## Aim
Rewrite the items below with each "suspended water bucket" changed to "hanging water pail" and everything else kept the same. Leave the pictures out of your version.
** START Data listing **
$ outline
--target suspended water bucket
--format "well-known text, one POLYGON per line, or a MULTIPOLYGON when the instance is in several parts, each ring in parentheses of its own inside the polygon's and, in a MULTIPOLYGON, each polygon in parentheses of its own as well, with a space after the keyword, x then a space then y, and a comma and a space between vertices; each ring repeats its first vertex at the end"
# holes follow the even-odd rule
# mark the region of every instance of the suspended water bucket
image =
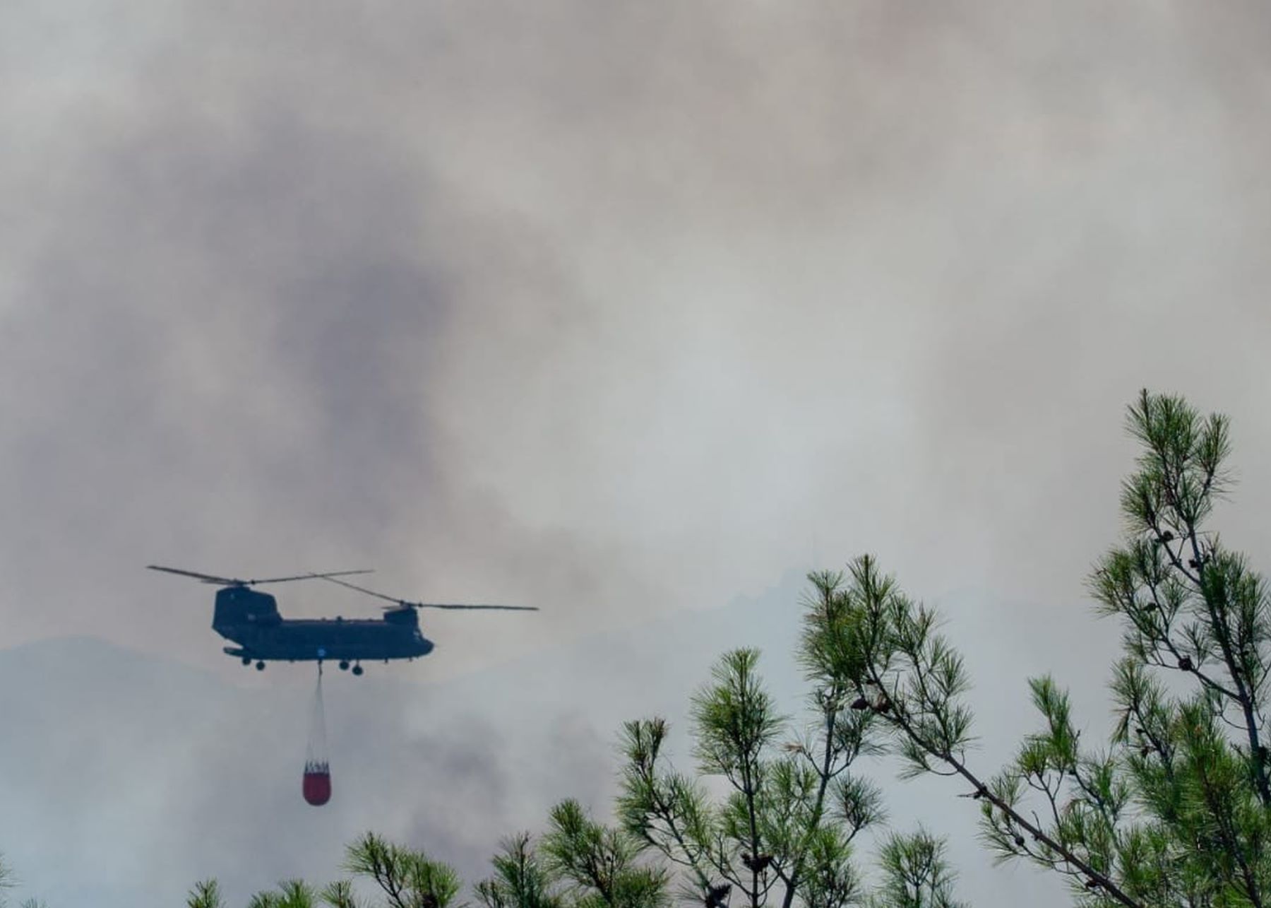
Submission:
** END Data listing **
## Result of this exercise
$ outline
--target hanging water pail
--format "well-known text, one POLYGON per line, or a MULTIPOLYGON when the instance is in several parts, each ring in parentheses of its own inside the polygon's and, in a MULTIPOLYGON, each polygon in parentheses of its own as well, with a space after the keyword, x then a space then y, and a comma and a space between vertices; each ring repeats its first vertex at the end"
# holes follow the even-odd rule
# mark the region of every instance of the hanging water pail
image =
Submission:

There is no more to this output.